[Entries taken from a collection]
# # # # #

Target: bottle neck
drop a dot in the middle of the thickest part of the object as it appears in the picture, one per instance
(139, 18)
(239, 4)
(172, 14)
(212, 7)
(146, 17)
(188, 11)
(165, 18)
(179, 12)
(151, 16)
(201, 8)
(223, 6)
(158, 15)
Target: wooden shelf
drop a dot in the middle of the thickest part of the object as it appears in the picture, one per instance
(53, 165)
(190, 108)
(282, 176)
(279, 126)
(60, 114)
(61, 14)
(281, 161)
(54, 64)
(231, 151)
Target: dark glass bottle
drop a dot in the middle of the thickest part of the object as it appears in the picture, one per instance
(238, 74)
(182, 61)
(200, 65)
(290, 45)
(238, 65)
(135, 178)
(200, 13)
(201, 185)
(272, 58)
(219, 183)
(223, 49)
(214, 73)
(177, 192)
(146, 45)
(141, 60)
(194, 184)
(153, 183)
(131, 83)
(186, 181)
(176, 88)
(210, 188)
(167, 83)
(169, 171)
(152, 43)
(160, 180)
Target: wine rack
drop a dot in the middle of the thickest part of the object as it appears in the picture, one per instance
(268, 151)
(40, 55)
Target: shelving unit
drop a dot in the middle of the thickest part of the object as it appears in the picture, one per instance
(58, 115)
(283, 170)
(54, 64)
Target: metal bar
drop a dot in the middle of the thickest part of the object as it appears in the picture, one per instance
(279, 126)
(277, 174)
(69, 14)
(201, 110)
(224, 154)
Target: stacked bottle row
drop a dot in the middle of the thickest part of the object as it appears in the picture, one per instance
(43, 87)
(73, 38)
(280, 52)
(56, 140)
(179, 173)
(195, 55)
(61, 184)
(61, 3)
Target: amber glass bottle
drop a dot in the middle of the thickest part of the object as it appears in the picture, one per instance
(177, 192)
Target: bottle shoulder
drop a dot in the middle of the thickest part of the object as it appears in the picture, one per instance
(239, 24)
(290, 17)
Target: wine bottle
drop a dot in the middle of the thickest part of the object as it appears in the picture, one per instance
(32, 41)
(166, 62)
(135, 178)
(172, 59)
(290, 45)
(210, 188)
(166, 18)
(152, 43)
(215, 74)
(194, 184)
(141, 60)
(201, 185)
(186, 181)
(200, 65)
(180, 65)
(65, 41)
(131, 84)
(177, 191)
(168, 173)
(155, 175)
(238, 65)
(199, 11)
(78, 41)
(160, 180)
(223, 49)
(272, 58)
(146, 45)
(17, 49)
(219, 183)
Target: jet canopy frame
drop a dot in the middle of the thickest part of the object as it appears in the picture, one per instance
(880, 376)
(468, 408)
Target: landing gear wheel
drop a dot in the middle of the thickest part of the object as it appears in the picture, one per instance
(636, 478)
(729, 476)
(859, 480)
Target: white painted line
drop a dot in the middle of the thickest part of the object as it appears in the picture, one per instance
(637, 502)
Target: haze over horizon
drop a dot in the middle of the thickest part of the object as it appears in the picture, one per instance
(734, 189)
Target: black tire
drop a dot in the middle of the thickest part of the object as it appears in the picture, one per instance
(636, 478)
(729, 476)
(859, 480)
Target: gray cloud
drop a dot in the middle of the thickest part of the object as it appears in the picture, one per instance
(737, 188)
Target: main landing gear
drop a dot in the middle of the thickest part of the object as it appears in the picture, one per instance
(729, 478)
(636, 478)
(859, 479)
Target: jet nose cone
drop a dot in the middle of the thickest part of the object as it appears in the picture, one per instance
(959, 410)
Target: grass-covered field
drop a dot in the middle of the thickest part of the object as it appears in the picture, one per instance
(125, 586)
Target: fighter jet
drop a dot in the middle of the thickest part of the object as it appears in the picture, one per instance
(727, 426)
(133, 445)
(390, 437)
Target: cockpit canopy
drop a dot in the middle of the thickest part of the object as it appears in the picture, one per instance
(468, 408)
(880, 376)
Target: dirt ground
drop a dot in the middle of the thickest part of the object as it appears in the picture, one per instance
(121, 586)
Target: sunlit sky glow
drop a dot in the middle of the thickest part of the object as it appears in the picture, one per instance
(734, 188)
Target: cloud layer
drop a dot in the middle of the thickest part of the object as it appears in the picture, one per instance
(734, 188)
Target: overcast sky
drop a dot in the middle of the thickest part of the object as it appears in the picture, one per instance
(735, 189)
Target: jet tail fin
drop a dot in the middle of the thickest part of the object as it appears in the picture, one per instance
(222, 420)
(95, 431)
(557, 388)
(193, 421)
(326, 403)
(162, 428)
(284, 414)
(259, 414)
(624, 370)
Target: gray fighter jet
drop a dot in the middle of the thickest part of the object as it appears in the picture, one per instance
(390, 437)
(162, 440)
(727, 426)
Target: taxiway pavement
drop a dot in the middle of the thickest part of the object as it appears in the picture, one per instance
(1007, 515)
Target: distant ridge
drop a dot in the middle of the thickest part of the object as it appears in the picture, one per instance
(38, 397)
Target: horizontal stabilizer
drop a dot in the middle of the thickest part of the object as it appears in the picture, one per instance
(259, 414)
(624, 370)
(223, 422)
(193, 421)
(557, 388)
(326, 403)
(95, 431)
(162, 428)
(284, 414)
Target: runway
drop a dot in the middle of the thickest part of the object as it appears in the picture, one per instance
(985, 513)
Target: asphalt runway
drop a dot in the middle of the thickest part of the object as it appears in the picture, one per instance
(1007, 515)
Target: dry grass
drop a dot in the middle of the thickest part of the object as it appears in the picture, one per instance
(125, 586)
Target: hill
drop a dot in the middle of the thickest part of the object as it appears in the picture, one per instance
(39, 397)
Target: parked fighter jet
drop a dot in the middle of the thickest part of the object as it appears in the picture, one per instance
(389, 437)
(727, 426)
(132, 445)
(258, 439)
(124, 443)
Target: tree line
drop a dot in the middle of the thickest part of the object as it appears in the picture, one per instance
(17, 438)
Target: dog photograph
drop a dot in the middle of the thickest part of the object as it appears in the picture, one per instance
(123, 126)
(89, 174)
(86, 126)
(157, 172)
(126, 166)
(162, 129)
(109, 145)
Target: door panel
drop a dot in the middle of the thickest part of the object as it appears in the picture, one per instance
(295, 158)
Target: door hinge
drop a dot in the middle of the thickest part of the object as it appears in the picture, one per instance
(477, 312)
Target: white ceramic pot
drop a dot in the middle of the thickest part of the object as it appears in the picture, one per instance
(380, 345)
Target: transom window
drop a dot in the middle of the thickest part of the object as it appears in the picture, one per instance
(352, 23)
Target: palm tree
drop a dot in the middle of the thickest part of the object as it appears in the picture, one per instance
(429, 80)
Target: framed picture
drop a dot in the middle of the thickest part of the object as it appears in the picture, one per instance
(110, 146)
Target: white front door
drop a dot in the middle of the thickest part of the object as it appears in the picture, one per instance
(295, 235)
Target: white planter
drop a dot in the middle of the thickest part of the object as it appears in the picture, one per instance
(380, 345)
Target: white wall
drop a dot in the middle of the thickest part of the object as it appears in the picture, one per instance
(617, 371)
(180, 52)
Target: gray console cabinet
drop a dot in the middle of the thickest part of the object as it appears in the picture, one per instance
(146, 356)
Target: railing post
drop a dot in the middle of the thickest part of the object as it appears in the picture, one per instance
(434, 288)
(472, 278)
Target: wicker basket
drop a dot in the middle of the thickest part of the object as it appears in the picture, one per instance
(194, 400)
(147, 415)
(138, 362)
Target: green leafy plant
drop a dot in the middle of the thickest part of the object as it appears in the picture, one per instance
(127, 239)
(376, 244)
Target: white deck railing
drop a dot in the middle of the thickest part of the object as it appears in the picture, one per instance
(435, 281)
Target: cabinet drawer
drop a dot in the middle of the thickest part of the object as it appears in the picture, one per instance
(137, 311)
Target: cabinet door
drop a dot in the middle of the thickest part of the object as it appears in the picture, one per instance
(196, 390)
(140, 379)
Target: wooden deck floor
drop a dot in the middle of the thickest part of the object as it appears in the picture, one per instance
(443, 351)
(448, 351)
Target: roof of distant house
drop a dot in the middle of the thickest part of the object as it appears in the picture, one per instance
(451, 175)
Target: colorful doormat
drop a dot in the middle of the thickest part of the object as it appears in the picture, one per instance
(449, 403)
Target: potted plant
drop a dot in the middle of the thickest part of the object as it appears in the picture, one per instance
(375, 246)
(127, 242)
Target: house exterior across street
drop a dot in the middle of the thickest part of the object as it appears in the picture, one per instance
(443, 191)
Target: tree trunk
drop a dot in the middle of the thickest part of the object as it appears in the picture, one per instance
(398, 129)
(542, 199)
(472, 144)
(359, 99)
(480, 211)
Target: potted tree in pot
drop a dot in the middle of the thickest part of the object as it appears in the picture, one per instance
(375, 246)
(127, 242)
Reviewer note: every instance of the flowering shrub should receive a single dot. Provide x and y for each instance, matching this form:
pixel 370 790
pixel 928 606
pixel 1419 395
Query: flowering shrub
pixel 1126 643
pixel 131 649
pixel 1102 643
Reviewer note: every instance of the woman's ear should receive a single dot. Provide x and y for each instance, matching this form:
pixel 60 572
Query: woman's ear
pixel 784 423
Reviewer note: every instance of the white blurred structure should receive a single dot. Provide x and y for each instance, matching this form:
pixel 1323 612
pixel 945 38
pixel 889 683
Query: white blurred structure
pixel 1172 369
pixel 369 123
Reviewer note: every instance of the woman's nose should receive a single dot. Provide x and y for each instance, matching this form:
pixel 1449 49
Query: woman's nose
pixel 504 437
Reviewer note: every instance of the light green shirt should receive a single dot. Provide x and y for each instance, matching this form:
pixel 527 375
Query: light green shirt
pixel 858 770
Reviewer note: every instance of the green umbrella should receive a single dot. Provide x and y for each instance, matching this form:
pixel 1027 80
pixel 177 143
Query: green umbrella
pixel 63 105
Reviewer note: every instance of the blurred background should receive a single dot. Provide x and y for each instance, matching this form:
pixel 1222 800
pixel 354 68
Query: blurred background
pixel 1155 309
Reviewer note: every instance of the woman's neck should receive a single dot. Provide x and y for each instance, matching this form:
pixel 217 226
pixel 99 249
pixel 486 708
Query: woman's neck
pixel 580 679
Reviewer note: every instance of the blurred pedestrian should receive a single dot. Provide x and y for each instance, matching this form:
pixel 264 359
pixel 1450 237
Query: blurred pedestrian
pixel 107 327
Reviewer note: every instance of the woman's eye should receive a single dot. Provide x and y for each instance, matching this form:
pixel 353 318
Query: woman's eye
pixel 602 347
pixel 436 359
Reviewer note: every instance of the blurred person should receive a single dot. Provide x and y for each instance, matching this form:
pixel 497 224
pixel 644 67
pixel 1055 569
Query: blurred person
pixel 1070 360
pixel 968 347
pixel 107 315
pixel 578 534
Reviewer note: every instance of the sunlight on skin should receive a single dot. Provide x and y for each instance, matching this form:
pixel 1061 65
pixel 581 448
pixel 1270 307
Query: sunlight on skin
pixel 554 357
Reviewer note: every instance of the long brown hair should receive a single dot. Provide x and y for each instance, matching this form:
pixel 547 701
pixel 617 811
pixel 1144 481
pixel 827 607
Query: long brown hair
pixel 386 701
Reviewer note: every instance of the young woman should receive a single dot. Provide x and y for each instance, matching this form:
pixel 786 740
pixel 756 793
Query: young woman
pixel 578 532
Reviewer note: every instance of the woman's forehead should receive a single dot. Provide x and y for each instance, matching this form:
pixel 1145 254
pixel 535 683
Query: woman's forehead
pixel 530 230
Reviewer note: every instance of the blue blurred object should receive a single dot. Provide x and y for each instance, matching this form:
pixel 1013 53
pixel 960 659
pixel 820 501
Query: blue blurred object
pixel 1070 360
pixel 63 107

# # # # #

OBJECTIVE =
Output the line containing "Reviewer note: every instance of the long" and all lines after it to the end of the records, exactly as given.

CORRECT OUTPUT =
Reviewer note: every instance of the long brown hair should receive a single dot. Provide x and y for each instance, matching this form:
pixel 547 701
pixel 617 811
pixel 1144 481
pixel 827 607
Query: long brown hair
pixel 386 701
Reviewer note: every instance of the young woman should receive a single dot. Provide x and y for each instance, matching this form:
pixel 786 740
pixel 756 793
Query: young woman
pixel 578 532
Reviewer note: every instance of the woman's forehead should receive a single dot. Provide x and y for each instance, matching this form:
pixel 1145 254
pixel 535 683
Query: woman's forehead
pixel 530 230
Reviewer note: every instance of the blue blurred object should receive a single dot. Provide x and y for each instance, matching this form:
pixel 1013 53
pixel 960 659
pixel 820 501
Query: blue blurred object
pixel 1070 360
pixel 63 107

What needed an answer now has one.